## Work to be completed
Could you echo every line of the data below word for word, leaving out the pictures?

Labeled region outline entries
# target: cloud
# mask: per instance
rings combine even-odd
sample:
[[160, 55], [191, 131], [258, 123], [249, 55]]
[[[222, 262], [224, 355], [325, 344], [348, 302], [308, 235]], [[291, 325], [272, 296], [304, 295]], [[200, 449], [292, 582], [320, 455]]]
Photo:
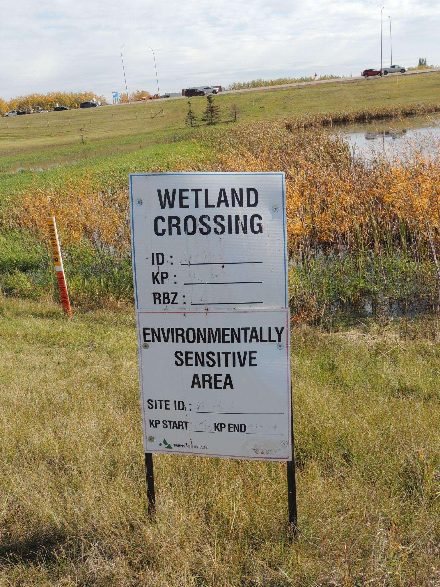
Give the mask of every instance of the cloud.
[[[440, 5], [392, 0], [393, 60], [440, 63]], [[255, 77], [358, 75], [380, 65], [380, 6], [370, 0], [24, 0], [4, 12], [0, 95], [92, 90], [110, 99], [124, 89], [161, 92]]]

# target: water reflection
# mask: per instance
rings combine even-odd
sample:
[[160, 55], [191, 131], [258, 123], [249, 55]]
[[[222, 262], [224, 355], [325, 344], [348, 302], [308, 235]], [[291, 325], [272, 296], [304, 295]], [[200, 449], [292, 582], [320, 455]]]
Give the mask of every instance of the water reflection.
[[353, 156], [367, 161], [386, 158], [409, 161], [416, 154], [440, 154], [440, 117], [414, 117], [341, 129]]

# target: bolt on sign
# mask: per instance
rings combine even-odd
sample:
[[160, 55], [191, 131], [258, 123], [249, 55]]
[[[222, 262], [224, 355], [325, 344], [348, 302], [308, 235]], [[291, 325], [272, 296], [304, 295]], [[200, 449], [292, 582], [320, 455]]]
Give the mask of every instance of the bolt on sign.
[[284, 174], [130, 191], [145, 453], [291, 461]]

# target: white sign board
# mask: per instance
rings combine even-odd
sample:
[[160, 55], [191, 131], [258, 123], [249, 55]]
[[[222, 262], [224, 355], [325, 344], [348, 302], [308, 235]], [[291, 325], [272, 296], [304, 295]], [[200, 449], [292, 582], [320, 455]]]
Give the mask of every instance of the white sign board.
[[290, 460], [283, 174], [130, 187], [145, 451]]

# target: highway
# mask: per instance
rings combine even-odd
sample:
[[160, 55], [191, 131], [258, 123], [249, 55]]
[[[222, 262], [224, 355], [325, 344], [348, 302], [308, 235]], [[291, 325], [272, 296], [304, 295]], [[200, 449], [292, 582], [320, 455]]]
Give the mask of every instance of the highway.
[[[389, 73], [387, 76], [384, 76], [384, 79], [389, 77], [406, 77], [408, 75], [422, 75], [424, 73], [434, 73], [440, 72], [440, 68], [435, 68], [432, 69], [415, 69], [414, 71], [407, 72], [405, 73]], [[306, 87], [309, 86], [319, 86], [324, 83], [340, 83], [341, 82], [346, 82], [351, 83], [352, 82], [358, 82], [364, 80], [365, 83], [373, 82], [377, 82], [381, 79], [380, 77], [372, 77], [365, 79], [362, 76], [354, 76], [353, 77], [335, 77], [333, 79], [317, 79], [315, 82], [297, 82], [296, 83], [285, 83], [279, 86], [263, 86], [262, 87], [248, 87], [242, 90], [226, 90], [222, 92], [222, 94], [244, 94], [249, 92], [261, 92], [264, 90], [285, 90], [295, 87]], [[184, 96], [174, 96], [171, 98], [160, 98], [155, 100], [155, 102], [163, 102], [167, 100], [177, 100], [179, 98], [184, 98]]]

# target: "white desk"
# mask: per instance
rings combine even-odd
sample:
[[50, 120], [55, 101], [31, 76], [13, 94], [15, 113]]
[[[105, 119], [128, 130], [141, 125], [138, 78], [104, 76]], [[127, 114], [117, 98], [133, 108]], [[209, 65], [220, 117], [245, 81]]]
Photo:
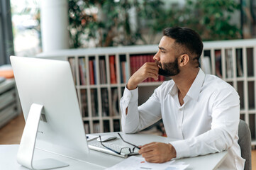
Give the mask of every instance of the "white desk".
[[[114, 134], [118, 136], [116, 133]], [[124, 140], [136, 144], [144, 144], [151, 142], [168, 142], [171, 139], [164, 137], [150, 135], [145, 134], [133, 134], [124, 135], [122, 136]], [[125, 145], [123, 141], [118, 137], [118, 140], [113, 140], [111, 142], [116, 142], [122, 145]], [[12, 170], [23, 170], [28, 169], [19, 165], [16, 162], [16, 154], [18, 152], [18, 145], [0, 145], [0, 169], [12, 169]], [[221, 162], [225, 159], [227, 152], [221, 153], [208, 154], [205, 156], [200, 156], [194, 158], [186, 158], [177, 159], [177, 162], [184, 162], [185, 164], [189, 164], [189, 166], [187, 169], [216, 169]], [[99, 152], [90, 150], [87, 156], [81, 158], [82, 161], [74, 160], [73, 159], [67, 158], [63, 156], [57, 155], [55, 154], [50, 153], [48, 152], [40, 149], [35, 149], [34, 159], [39, 159], [43, 158], [54, 158], [60, 161], [66, 162], [69, 164], [67, 167], [61, 168], [59, 169], [104, 169], [106, 167], [112, 166], [114, 164], [124, 160], [124, 159], [112, 156], [110, 154], [101, 153]], [[138, 155], [140, 157], [140, 155]]]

## Written reply
# target: cloud
# mask: per instance
rings combine even-odd
sample:
[[160, 55], [191, 131], [258, 123], [249, 55]]
[[[222, 262], [224, 355], [325, 344], [348, 302], [308, 235]], [[291, 325], [272, 296], [304, 295]], [[200, 449], [292, 582], [320, 455]]]
Photo:
Give the mask of every instance of the cloud.
[[[440, 5], [392, 0], [393, 60], [440, 63]], [[255, 77], [358, 75], [380, 65], [380, 6], [370, 0], [24, 0], [4, 12], [0, 95], [92, 90], [110, 99], [124, 89], [161, 92]]]

# target: water reflection
# mask: per instance
rings combine even-odd
sample:
[[160, 55], [191, 131], [258, 123], [249, 55]]
[[[222, 262], [224, 355], [325, 344], [348, 302], [308, 235]], [[291, 325], [272, 296], [304, 295]], [[200, 449], [292, 582], [320, 455]]]
Give the mask of every instance of the water reflection.
[[353, 156], [367, 161], [386, 158], [409, 161], [416, 154], [440, 154], [440, 117], [414, 117], [341, 129]]

# target: bolt on sign
# mask: per instance
rings combine even-odd
sample:
[[160, 55], [191, 131], [258, 123], [249, 55]]
[[[222, 262], [224, 355], [325, 344], [348, 302], [308, 235]], [[291, 325], [272, 296], [304, 295]], [[200, 449], [292, 582], [320, 455]]]
Give the mask of every instance of the bolt on sign.
[[284, 174], [130, 191], [145, 453], [291, 461]]

# target: white sign board
# mask: per instance
rings combine even-odd
sample:
[[160, 55], [191, 131], [258, 123], [249, 55]]
[[[222, 262], [224, 355], [325, 344], [348, 302], [308, 235]], [[291, 325], [272, 296], [304, 295]], [[200, 449], [292, 582], [320, 455]]]
Give the mask of every instance of the white sign board.
[[290, 460], [283, 174], [130, 187], [145, 451]]

# target: highway
# mask: per instance
rings combine even-odd
sample:
[[160, 55], [191, 131], [258, 123], [249, 55]]
[[[222, 262], [224, 355], [325, 344], [348, 302], [308, 235]], [[291, 325], [272, 296], [304, 295]], [[200, 449], [292, 582], [320, 455]]]
Give the mask of every instance of the highway.
[[[389, 73], [387, 76], [384, 76], [384, 79], [389, 77], [406, 77], [408, 75], [422, 75], [424, 73], [434, 73], [440, 72], [440, 68], [435, 68], [432, 69], [415, 69], [414, 71], [407, 72], [405, 73]], [[306, 87], [309, 86], [319, 86], [324, 83], [340, 83], [341, 82], [346, 82], [351, 83], [352, 82], [358, 82], [364, 80], [365, 83], [373, 82], [377, 82], [381, 79], [380, 77], [372, 77], [365, 79], [362, 76], [354, 76], [353, 77], [335, 77], [333, 79], [317, 79], [315, 82], [297, 82], [296, 83], [285, 83], [279, 86], [263, 86], [262, 87], [248, 87], [242, 90], [226, 90], [222, 92], [222, 94], [244, 94], [249, 92], [261, 92], [264, 90], [285, 90], [295, 87]], [[184, 96], [174, 96], [171, 98], [160, 98], [155, 100], [155, 102], [163, 102], [167, 100], [177, 100], [179, 98], [184, 98]]]

# target: "white desk"
# mask: per instance
rings combine even-odd
sample:
[[50, 120], [55, 101], [31, 76], [13, 94], [15, 113]]
[[[105, 119], [128, 130], [141, 125], [138, 78], [104, 76]], [[127, 114], [117, 98], [133, 108]], [[209, 65], [220, 117], [245, 81]]]
Photo:
Give the mask of every instance of the "white desk".
[[[114, 134], [118, 136], [116, 133]], [[124, 140], [136, 144], [144, 144], [151, 142], [168, 142], [171, 139], [164, 137], [150, 135], [145, 134], [133, 134], [124, 135], [122, 136]], [[125, 145], [123, 141], [118, 137], [118, 140], [113, 140], [111, 142], [116, 142], [122, 145]], [[12, 170], [23, 170], [28, 169], [19, 165], [16, 162], [16, 154], [18, 152], [18, 145], [0, 145], [0, 169], [12, 169]], [[221, 162], [225, 159], [227, 152], [221, 153], [208, 154], [205, 156], [200, 156], [194, 158], [186, 158], [177, 159], [177, 162], [184, 162], [185, 164], [189, 164], [189, 166], [187, 169], [216, 169]], [[99, 152], [90, 150], [87, 156], [81, 158], [82, 161], [74, 160], [73, 159], [67, 158], [63, 156], [57, 155], [55, 154], [50, 153], [48, 152], [40, 149], [35, 149], [34, 159], [39, 159], [43, 158], [54, 158], [60, 161], [66, 162], [69, 164], [67, 167], [61, 168], [59, 169], [104, 169], [106, 167], [112, 166], [114, 164], [124, 160], [124, 159], [112, 156], [110, 154], [101, 153]], [[138, 155], [140, 157], [140, 155]]]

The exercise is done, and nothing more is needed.